In my 2 stall goat shed, one stall has a concrete floor (no mats, tho I wish I could get some for that side) with shavings and waste hay. The other side is dirt topped with sand and stall mats. Pine shavings on that with the hay they waste on top of that. The goats will continuously add to the hay on top until it's pretty deep. They are so good at wasting hay the bedding is always pretty deep in both sides!

Since they only use the shed when the weather is bad, and when we have a nicer day that we know it'll dry, we'll clean it all out and hose it. Even in the winter. I have a box fan mounted up near the ceiling and use that to dry the floor. We lock the goats out while it's drying. 

If I think that it'll be a long time before it's warm enough to dry the floor, and they have been using the shed a lot, we'll clean it all out and use Stall-Dry under the shavings to help with any wetness and odor. 

I also have several smaller individual goat houses. All but one have wood floors. I don't hose those until warm out, only scrape out and add Stall-Dry, shavings and wasted hay. 

I used to clean them all out daily but was going through way too much bedding. Can't afford that now!


----------



## FineFolly (Dec 29, 2015)

Thank you for the reference on Stall-Dry. The website says it is a Diatomacious Earth and Clay Soil mix... wonder if we can make it up ourselves cheaper?

● **WHAT TO WORK ON**:
A. Switch "shed" to "barn" in the goat bedding passage between "If I think that" and "wetness and odor.", inclusive, and write that stretch out again.
B. Carry the goat bedding passage forward from its final sentence.

● **GIVEN INFORMATION**:
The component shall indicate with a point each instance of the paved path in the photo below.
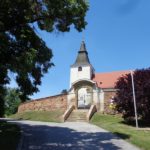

● **ANSWER SET**:
A.
If I think that it'll be a long time before it's warm enough to dry the floor, and they have been using the barn a lot, we'll clean it all out and use Stall-Dry under the shavings to help with any wetness and odor.

B.
----------



## cheyenne (Aug 21, 2011)

FineFolly said:


> Thank you for the reference on Stall-Dry. The website says it is a Diatomacious Earth and Clay Soil mix... wonder if we can make it up ourselves cheaper?


I don't think I would want to try it myself. Maybe!  I have food grade DE here that I occasionally use to sprinkle on the floors to help prevent tiny little beasties from getting on the goats, but that stuff is horrible to work with! I hate it! The stall dry isn't near as dusty. It lasts a long, long time around here too since we hose out pretty regularly.

If you do make some, let me know how it works for you!


----------



## FineFolly (Dec 29, 2015)

Thank you. I have been reading a wonderful book "Natural Goat Care" by Pat Coleby. I am astounded at all there is to take in and oversee with healthy goat care. 

I admire you all, with your devotion and dedication.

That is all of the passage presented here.